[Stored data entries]
BEGIN
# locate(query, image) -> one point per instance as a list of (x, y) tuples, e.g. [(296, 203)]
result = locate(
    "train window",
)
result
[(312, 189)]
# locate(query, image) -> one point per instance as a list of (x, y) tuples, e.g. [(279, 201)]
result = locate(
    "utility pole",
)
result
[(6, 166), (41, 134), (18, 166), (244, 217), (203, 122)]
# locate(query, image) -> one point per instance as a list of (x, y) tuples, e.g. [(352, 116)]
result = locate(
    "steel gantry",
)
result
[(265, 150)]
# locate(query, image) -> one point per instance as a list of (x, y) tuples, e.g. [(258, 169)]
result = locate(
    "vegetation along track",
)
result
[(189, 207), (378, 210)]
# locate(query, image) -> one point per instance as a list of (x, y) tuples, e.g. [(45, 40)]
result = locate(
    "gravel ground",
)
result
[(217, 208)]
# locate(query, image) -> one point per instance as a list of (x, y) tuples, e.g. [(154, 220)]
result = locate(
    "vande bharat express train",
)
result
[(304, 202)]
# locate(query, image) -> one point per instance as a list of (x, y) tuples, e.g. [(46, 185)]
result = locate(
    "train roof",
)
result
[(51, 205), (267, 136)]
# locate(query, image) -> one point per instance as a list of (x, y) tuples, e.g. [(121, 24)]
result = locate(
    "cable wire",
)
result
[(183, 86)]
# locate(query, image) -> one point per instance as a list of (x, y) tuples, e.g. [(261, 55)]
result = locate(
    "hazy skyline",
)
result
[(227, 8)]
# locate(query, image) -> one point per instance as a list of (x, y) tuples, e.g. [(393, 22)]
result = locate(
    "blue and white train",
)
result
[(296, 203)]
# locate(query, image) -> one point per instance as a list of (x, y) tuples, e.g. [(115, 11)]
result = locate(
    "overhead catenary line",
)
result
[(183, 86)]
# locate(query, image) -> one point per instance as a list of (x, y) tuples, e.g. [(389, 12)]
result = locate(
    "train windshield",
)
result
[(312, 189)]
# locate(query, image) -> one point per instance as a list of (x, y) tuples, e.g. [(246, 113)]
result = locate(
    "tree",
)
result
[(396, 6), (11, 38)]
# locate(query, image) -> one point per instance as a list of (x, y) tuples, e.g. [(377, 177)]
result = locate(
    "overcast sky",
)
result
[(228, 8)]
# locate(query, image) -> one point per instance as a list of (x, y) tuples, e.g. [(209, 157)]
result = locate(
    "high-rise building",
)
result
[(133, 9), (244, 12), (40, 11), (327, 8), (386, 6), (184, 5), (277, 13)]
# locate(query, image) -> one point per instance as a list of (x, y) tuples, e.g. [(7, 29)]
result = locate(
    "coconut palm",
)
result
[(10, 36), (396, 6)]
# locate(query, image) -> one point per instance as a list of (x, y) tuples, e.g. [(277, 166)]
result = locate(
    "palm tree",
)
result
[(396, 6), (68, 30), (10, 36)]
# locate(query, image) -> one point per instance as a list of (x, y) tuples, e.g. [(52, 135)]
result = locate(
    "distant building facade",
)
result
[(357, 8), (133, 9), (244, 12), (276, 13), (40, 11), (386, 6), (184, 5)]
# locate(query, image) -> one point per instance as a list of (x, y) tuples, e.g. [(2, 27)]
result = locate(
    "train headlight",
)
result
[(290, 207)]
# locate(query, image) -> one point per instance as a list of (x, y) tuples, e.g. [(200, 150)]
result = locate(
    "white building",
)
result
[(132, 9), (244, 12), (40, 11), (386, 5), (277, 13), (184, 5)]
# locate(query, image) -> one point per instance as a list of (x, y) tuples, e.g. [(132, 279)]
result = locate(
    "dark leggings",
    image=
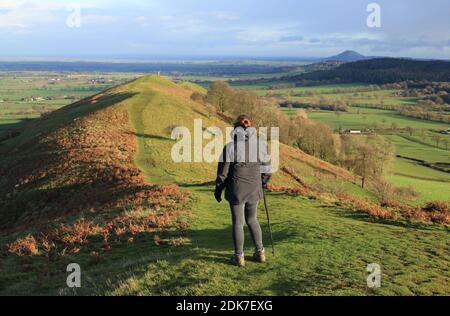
END
**WHAT THE TASK ASKS:**
Without the pictures, return all the entries above exactly as they stand.

**EXPECTED OUTPUT:**
# locate(query, image) -> one point per instance as a list of (x, y) tuples, e.g. [(296, 203)]
result = locate(
    "train window",
)
result
[(312, 189)]
# locate(query, image) -> one point per instance as a list of (x, y) tuples, e.g. [(279, 201)]
result = locate(
    "utility pole",
)
result
[(6, 166), (41, 134), (18, 166), (244, 217), (203, 122)]
# locate(query, image) -> one point per instance as a list of (x, y) tuples, e.g. [(352, 116)]
result = locate(
    "steel gantry",
)
result
[(265, 150)]
# locate(query, image) -> one point per instance as a list of (x, y) tuples, e.g. [(258, 169)]
result = locate(
    "vegetation along track",
)
result
[(189, 207), (378, 210)]
# locate(query, image) -> one point per instance as a list of (x, y) tuples, e.g. [(45, 40)]
result = locate(
    "gravel ground",
)
result
[(217, 208)]
# locate(query, image) -> one point per instance as a list of (x, y) tuples, e.g. [(154, 220)]
result = locate(
    "vande bharat express train",
)
result
[(304, 202)]
# locate(query, image) -> one point per instance as a list of (x, y) tuples, e.g. [(46, 185)]
result = locate(
    "train roof",
)
result
[(51, 205), (267, 136)]
# locate(query, image) -> one point per instance as a list of (x, y) tuples, e.g. [(121, 24)]
result = locate(
    "cable wire",
)
result
[(183, 86)]
# locate(query, image) -> one point per instance as a list of (x, y) tuples, e.g. [(261, 55)]
result = locate(
    "hazy skyline",
)
result
[(227, 8)]
# locate(query, image) -> one point per instance as a list of (x, y) tuples, e.g. [(393, 22)]
result = locate(
    "blue and white train",
)
result
[(296, 203)]
# locate(query, image) -> one point per instance as a list of (x, y) tuples, e.g. [(115, 11)]
result = locate(
    "overhead catenary line",
)
result
[(183, 86)]
# locate(query, image) -> one point per instance as a list of (x, y) tuples, e.g. [(389, 12)]
result = locate(
    "train windshield",
)
result
[(312, 189)]
# locate(query, image) -> one point per instance as a list of (x, y) tuples, e.g. [(246, 113)]
result = locate(
    "tree",
)
result
[(396, 6), (11, 38)]
# locate(query, image) -> one point per instance as a list of (x, y) tuples, e.g. [(377, 177)]
result = locate(
    "overcast sky",
)
result
[(228, 8)]
# locate(query, image) -> one point per instance as a list of (x, y) tuples, e.g. [(209, 157)]
result = locate(
    "high-rise building",
)
result
[(133, 9), (244, 12), (40, 11), (327, 8), (386, 6), (184, 5), (277, 13)]
# locate(query, image) -> one point per instance as a list of (x, y) tuples, e.g. [(7, 29)]
result = locate(
    "coconut palm",
)
result
[(10, 36), (396, 6)]
# locate(query, image) -> one point per instance as a list of (x, y) tuples, e.g. [(277, 166)]
result = locate(
    "palm tree",
)
result
[(396, 6), (68, 30), (10, 36)]
# locate(query, image) -> one point per instance as a list of (x, y) tuples, e.g. [(52, 135)]
result = locate(
    "distant building facade",
)
result
[(357, 8), (133, 9), (244, 12), (276, 13), (40, 11), (386, 6), (184, 5)]
# locate(query, image) -> one point per instance as a list of (x, y) tuples, e.g. [(2, 27)]
result = locate(
    "train headlight",
)
result
[(290, 207)]
# locate(query, image) -> one point per instance as a list of (x, y) tuples, e.g. [(200, 150)]
result = locate(
    "white building",
)
result
[(132, 9), (244, 12), (40, 11), (386, 5), (277, 13), (184, 5)]
# locate(query, image) -> one point per instance as a list of (x, y) tuples, e.g. [(132, 279)]
result = locate(
    "dark leggings",
    image=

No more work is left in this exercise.